Start of Block
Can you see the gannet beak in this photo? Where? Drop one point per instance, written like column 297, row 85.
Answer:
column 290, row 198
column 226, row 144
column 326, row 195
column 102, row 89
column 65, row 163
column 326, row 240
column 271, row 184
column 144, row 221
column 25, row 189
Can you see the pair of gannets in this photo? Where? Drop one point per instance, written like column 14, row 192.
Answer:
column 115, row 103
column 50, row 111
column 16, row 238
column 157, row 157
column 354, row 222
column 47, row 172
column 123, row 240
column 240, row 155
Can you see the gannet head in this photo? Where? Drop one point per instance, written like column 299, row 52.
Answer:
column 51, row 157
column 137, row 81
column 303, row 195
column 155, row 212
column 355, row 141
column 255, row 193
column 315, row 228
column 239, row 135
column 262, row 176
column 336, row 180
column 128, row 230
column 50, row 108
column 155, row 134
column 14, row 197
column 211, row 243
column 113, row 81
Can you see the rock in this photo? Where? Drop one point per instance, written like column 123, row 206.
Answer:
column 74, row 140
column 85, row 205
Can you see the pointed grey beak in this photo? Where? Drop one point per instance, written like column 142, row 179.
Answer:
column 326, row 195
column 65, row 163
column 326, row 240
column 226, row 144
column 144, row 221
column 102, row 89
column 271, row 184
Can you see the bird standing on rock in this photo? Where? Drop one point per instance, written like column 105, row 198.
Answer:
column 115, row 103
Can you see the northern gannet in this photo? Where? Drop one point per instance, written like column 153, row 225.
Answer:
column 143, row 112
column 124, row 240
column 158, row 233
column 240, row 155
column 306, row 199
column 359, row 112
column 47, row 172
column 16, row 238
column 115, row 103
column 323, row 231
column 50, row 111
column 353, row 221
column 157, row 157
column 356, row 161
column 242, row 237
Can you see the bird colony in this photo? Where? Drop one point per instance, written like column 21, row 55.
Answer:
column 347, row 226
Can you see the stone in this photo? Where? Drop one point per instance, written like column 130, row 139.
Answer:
End of Block
» Your goal: Where a line of the records has the string "photo", copy that line.

» Written reply:
Can you see the gannet beak in this photo? Where? Drop one point per instance, written like column 297, row 85.
Can you see the pair of gannets in this photo? Where? Drop one point per instance, written like column 14, row 192.
Can you see the gannet head in this photo? Where? Drop one point per instance, written like column 299, row 52.
Can you see the rock in this photo? Where? Drop one point per instance, written like column 123, row 206.
Can you see the pointed grey beak in this photo? Where? Drop one point per instance, written like column 142, row 179.
Can you see the bird standing on rock in this photo? Where? Drop one point per instance, written like column 105, row 198.
Can you see the northern gannet in this photo? Where? Drop one point per instance, written like column 153, row 225.
Can you see the bird colony in this photo? Where? Drop one point per instance, written like column 21, row 55.
Can you see the stone in this photo? Where? Drop one point per instance, written like column 130, row 139.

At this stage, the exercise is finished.